* [Goal of the exercise] Please copy the material from the line with "One point marks each instance of the trash" to the line with "(1092, 340)", swapping "razor wire" for "barbed wire" and changing nothing else. Return only those lines.

* [Information shown]
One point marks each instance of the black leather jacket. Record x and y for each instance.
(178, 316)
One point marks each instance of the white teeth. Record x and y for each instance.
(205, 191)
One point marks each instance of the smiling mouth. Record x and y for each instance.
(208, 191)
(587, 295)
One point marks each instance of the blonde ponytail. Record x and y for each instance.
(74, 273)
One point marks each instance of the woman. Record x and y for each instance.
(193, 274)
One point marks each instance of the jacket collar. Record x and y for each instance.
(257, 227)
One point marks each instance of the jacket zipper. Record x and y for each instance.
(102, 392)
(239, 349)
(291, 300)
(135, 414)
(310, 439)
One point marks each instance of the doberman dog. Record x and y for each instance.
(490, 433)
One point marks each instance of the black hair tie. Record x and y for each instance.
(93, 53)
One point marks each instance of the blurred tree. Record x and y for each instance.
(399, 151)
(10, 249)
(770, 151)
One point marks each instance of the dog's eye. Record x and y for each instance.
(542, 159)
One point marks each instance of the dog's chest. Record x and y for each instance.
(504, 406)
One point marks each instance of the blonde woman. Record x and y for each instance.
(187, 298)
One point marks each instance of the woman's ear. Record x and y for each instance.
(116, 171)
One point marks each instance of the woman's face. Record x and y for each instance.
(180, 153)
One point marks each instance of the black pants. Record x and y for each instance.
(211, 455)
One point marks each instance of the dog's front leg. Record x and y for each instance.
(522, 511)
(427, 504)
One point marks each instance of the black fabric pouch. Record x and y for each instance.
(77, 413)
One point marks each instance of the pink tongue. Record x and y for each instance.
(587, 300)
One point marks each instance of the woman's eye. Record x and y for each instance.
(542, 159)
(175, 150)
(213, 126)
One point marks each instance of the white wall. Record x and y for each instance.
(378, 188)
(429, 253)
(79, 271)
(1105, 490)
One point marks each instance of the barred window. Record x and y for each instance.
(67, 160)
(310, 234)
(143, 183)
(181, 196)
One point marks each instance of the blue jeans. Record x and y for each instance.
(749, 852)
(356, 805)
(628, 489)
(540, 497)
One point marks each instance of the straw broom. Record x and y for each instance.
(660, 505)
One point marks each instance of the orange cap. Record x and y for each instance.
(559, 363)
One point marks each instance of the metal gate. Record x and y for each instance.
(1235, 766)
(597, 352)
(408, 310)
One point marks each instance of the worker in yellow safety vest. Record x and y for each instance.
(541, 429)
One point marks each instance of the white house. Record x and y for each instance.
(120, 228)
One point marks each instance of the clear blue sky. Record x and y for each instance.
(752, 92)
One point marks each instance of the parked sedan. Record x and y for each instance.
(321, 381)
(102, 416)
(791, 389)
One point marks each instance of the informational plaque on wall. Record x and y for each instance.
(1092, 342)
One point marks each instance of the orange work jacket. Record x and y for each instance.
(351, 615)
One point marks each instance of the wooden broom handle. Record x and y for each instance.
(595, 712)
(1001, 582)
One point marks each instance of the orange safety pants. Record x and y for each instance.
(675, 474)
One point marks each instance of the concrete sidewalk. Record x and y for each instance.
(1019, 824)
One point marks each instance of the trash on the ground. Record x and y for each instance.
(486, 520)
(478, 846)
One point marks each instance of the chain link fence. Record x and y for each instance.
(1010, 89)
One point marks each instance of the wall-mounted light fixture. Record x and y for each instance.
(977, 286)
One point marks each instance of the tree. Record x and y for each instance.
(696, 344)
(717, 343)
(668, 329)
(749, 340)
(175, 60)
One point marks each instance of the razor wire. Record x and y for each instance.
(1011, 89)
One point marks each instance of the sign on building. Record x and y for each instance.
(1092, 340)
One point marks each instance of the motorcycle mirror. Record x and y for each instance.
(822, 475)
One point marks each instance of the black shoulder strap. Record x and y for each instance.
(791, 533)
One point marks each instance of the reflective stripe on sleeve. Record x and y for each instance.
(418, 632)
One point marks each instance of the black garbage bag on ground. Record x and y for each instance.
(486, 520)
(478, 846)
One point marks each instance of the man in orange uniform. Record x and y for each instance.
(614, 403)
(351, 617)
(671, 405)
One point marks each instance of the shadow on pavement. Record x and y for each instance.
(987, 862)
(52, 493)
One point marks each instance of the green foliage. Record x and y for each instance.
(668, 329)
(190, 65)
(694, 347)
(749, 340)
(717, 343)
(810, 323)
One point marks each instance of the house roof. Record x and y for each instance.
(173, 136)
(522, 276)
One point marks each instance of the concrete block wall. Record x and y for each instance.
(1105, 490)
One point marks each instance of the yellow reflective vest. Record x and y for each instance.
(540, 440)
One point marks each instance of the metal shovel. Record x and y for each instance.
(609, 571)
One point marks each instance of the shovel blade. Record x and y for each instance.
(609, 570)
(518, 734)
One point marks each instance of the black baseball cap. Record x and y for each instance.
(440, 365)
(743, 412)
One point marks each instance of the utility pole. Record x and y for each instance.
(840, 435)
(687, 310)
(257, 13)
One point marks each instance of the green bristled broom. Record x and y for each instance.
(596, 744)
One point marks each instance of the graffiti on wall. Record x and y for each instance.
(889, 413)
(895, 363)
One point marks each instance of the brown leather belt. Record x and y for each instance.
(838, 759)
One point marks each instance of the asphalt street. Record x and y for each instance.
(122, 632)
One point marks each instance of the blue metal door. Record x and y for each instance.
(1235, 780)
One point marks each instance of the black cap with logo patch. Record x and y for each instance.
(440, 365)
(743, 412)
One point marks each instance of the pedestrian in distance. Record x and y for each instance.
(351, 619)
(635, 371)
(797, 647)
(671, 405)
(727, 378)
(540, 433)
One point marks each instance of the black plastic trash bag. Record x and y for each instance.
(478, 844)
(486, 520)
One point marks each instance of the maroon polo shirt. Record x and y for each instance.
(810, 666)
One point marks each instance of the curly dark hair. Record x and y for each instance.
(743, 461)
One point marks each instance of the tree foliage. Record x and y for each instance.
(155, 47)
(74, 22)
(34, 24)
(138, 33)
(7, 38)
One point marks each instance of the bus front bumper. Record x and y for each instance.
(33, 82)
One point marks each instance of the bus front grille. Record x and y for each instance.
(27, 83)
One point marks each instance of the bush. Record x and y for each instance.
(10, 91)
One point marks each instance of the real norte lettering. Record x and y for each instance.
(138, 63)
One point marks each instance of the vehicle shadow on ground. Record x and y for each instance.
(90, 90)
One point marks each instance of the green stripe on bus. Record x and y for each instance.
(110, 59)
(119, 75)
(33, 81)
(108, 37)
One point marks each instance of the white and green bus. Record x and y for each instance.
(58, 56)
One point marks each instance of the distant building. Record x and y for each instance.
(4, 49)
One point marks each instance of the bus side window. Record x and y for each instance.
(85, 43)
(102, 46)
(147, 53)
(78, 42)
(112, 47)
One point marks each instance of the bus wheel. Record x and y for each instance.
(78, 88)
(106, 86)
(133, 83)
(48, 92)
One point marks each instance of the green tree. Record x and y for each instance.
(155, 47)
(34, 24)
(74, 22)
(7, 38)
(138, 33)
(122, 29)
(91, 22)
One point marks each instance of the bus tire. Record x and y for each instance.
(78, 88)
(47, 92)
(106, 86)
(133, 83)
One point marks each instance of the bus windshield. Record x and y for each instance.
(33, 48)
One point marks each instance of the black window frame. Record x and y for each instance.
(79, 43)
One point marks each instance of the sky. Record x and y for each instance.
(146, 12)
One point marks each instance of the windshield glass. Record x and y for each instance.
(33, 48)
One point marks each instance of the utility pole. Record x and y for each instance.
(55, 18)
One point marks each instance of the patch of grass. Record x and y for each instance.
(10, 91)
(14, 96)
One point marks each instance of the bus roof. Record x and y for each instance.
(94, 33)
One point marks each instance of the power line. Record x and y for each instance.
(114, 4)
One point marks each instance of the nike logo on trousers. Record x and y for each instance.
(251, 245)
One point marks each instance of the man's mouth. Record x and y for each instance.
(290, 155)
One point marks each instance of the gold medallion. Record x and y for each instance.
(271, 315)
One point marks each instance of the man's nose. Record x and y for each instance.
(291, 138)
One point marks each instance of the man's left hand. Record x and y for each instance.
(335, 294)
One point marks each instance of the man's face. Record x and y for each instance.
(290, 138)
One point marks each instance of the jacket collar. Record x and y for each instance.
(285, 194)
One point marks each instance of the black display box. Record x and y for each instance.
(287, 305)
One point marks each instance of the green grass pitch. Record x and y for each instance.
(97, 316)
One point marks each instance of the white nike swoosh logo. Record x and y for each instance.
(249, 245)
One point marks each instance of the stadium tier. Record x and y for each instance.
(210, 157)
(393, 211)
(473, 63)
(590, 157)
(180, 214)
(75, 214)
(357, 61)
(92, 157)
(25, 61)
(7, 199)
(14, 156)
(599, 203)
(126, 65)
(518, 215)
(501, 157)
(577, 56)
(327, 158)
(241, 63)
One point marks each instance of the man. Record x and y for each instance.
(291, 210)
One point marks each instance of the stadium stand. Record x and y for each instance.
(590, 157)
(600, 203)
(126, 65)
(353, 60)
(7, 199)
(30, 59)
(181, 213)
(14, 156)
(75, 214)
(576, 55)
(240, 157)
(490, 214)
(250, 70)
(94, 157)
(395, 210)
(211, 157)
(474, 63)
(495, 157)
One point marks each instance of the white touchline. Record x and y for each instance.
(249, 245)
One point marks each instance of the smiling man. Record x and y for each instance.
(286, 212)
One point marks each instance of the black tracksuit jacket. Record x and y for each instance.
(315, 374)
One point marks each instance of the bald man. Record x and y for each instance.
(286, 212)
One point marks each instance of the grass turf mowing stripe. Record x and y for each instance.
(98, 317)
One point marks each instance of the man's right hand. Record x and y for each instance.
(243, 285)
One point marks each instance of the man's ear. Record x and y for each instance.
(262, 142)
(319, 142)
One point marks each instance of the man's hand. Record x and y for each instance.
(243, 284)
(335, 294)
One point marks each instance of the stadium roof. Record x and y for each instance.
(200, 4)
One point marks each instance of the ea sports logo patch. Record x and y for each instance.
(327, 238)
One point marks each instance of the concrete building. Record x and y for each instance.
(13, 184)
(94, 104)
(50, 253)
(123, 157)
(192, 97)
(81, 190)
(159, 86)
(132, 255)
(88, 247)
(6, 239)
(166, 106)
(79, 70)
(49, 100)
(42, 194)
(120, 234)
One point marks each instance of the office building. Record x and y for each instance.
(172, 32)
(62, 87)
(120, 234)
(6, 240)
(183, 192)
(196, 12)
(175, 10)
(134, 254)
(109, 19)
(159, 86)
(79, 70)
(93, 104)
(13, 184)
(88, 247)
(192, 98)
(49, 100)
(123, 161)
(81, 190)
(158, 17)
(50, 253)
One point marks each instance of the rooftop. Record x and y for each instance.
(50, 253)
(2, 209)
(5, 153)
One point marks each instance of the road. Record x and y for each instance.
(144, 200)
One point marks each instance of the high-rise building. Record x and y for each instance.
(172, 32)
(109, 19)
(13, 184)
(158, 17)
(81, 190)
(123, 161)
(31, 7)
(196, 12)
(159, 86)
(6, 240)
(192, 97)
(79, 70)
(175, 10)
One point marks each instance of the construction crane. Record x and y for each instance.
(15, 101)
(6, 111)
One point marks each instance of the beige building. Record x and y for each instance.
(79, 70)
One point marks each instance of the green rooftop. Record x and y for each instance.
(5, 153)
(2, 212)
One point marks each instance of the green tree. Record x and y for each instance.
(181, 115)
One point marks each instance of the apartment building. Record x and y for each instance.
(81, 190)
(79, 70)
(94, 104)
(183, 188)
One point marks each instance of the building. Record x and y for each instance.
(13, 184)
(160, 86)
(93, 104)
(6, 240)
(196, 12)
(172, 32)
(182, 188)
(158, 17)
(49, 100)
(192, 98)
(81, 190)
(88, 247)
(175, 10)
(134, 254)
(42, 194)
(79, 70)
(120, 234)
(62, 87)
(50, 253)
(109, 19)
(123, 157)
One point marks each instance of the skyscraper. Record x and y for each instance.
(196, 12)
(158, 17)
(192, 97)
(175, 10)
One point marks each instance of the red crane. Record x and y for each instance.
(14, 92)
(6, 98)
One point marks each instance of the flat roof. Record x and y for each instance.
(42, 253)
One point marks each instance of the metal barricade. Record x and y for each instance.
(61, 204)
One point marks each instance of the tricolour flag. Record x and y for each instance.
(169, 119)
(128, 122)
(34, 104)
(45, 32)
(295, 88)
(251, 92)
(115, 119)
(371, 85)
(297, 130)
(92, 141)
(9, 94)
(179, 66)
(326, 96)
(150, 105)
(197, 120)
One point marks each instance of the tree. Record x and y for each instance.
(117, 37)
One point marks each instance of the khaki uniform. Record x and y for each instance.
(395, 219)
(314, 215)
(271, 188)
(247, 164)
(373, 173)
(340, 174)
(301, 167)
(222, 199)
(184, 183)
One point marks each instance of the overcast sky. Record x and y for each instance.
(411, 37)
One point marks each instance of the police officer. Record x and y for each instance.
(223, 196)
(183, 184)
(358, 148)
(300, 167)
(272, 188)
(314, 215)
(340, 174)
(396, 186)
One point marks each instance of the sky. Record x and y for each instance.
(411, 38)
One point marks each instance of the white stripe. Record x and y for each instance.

* [Response to this exercise]
One point marks each instance of the trash on the ground. Record x and y for each instance.
(486, 520)
(478, 846)
One point marks each instance of the chain link fence. Record x and y for each instance.
(1010, 89)
One point marks each instance of the wall-mounted light fixture. Record x and y for each instance.
(977, 286)
One point marks each instance of the tree. Record x and y for each instance.
(696, 344)
(717, 343)
(668, 329)
(749, 340)
(175, 60)
One point marks each instance of the barbed wire. Record x and y for each instance.
(1011, 89)
One point marks each instance of the sign on building. Record x and y for each instance.
(1092, 340)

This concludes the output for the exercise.